(Stated problem)
Quote the listing below in full and exactly as written, but omit every picture.

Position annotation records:

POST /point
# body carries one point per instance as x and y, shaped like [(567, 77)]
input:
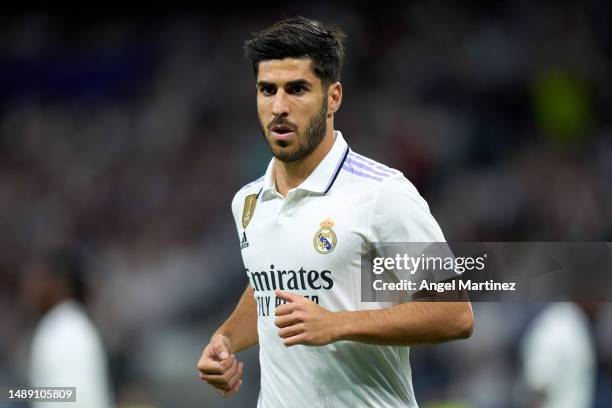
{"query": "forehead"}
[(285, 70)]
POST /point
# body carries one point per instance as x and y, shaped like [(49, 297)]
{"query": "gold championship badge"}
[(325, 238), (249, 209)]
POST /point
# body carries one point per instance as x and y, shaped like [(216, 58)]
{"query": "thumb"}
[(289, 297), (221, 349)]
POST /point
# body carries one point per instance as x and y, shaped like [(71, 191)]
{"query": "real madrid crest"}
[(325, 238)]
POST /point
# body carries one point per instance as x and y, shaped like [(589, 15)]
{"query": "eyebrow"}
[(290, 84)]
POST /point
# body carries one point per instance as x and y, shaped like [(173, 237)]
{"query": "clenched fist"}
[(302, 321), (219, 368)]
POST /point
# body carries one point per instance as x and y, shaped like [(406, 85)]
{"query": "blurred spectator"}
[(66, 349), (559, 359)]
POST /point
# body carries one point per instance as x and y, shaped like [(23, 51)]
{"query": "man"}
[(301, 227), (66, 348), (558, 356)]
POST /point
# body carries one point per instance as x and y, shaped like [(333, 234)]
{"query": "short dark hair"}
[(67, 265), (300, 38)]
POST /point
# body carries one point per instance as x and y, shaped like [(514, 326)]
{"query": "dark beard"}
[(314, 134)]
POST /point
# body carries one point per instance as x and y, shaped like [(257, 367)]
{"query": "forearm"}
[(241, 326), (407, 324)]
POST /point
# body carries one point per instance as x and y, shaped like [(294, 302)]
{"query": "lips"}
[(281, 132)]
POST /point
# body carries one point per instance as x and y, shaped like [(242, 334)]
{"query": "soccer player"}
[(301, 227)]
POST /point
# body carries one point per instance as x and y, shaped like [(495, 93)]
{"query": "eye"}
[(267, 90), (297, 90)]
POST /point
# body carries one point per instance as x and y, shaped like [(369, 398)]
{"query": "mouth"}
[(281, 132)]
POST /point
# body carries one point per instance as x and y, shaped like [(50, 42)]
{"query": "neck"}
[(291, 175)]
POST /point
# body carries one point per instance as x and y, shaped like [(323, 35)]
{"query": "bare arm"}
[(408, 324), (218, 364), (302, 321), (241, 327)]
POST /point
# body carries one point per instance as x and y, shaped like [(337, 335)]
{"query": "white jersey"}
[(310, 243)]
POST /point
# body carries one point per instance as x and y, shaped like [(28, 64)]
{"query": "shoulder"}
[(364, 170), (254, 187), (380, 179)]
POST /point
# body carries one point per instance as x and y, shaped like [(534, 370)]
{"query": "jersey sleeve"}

(Exercise solution)
POST /point
# body carries one point per instance as x and y, shaped like [(567, 77)]
input:
{"query": "forehead"}
[(285, 70)]
POST /point
# body carries one point per instance as x and y, shaped like [(49, 297)]
{"query": "gold championship badge"}
[(325, 238), (249, 209)]
POST /point
# body carries one point per instance as x and y, shaped like [(216, 58)]
{"query": "thumb"}
[(289, 297), (221, 349)]
POST /point
# body carries one point per instance as x and y, shaped like [(71, 191)]
{"query": "real madrid crest"}
[(325, 238)]
POST /point
# body carries one point per instance as x and y, shaped like [(589, 15)]
{"query": "eyebrow"}
[(290, 84)]
POST /point
# body carries one point per instance as x and y, shaped like [(173, 237)]
{"query": "clenched fist"}
[(302, 321), (219, 368)]
POST /point
# body carries one point per instance as x and y, shaped like [(406, 85)]
{"query": "blurred spectator"}
[(66, 349), (559, 359)]
POST /point
# body carries one point per instance as x and y, shaped like [(23, 51)]
{"query": "man"}
[(301, 227), (66, 348), (558, 356)]
POST /point
# body carries one point per instance as x and y, shaped like [(333, 234)]
{"query": "short dark hair"}
[(67, 265), (300, 38)]
POST /point
# body carries one point per instance as x and y, shaped like [(514, 326)]
{"query": "dark beard"}
[(314, 134)]
POST /point
# body carries one point per instance as x and y, shaped like [(257, 367)]
{"query": "forearm"}
[(241, 326), (407, 324)]
POST /point
# body carries one point per instance as x and y, shaped like [(294, 302)]
{"query": "lips"}
[(281, 132)]
POST /point
# body carries one point per instance as x and y, shaped like [(242, 334)]
{"query": "soccer player"}
[(301, 227)]
POST /point
# body carries one point per instance as x and y, shaped like [(495, 93)]
{"query": "eye"}
[(267, 90), (297, 90)]
POST /point
# body carries one point per instance as x and y, shaped like [(369, 398)]
{"query": "mouth"}
[(281, 132)]
POST /point
# body carries one point per instance as x and y, shaped like [(50, 42)]
{"query": "neck"}
[(291, 175)]
POST /point
# body carries one point per instance as x and y, shaped like [(323, 35)]
{"query": "bare arm"}
[(408, 324), (218, 364), (302, 321), (241, 327)]
POST /point
# body carries one point per instance as x and y, shaped like [(337, 335)]
{"query": "white jersey"}
[(310, 243)]
POST /point
# body carries one point per instance as x and y, shaped like [(28, 64)]
{"query": "shoulder"}
[(364, 170), (254, 187), (380, 179)]
POST /point
# body carries one point per instance as x and y, shaped like [(534, 370)]
{"query": "jersey sleeve"}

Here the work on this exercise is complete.